***** DATA SHOWN *****
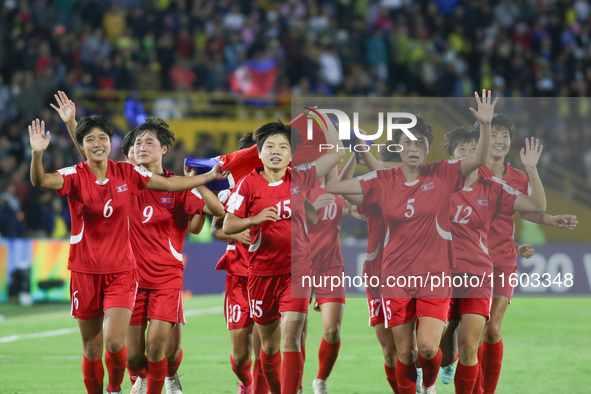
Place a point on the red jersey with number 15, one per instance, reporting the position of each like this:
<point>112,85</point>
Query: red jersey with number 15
<point>501,241</point>
<point>159,223</point>
<point>271,250</point>
<point>100,241</point>
<point>416,215</point>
*****
WHAT IS BEING ASKED.
The listing above, line by line: print it exactly, but not its pictures.

SOLUTION TO THIS EXERCISE.
Place a point on the red jersey with number 15, one per instance, reporting the position of each like this:
<point>112,85</point>
Query: red jersey with number 15
<point>501,241</point>
<point>159,223</point>
<point>271,250</point>
<point>100,241</point>
<point>416,215</point>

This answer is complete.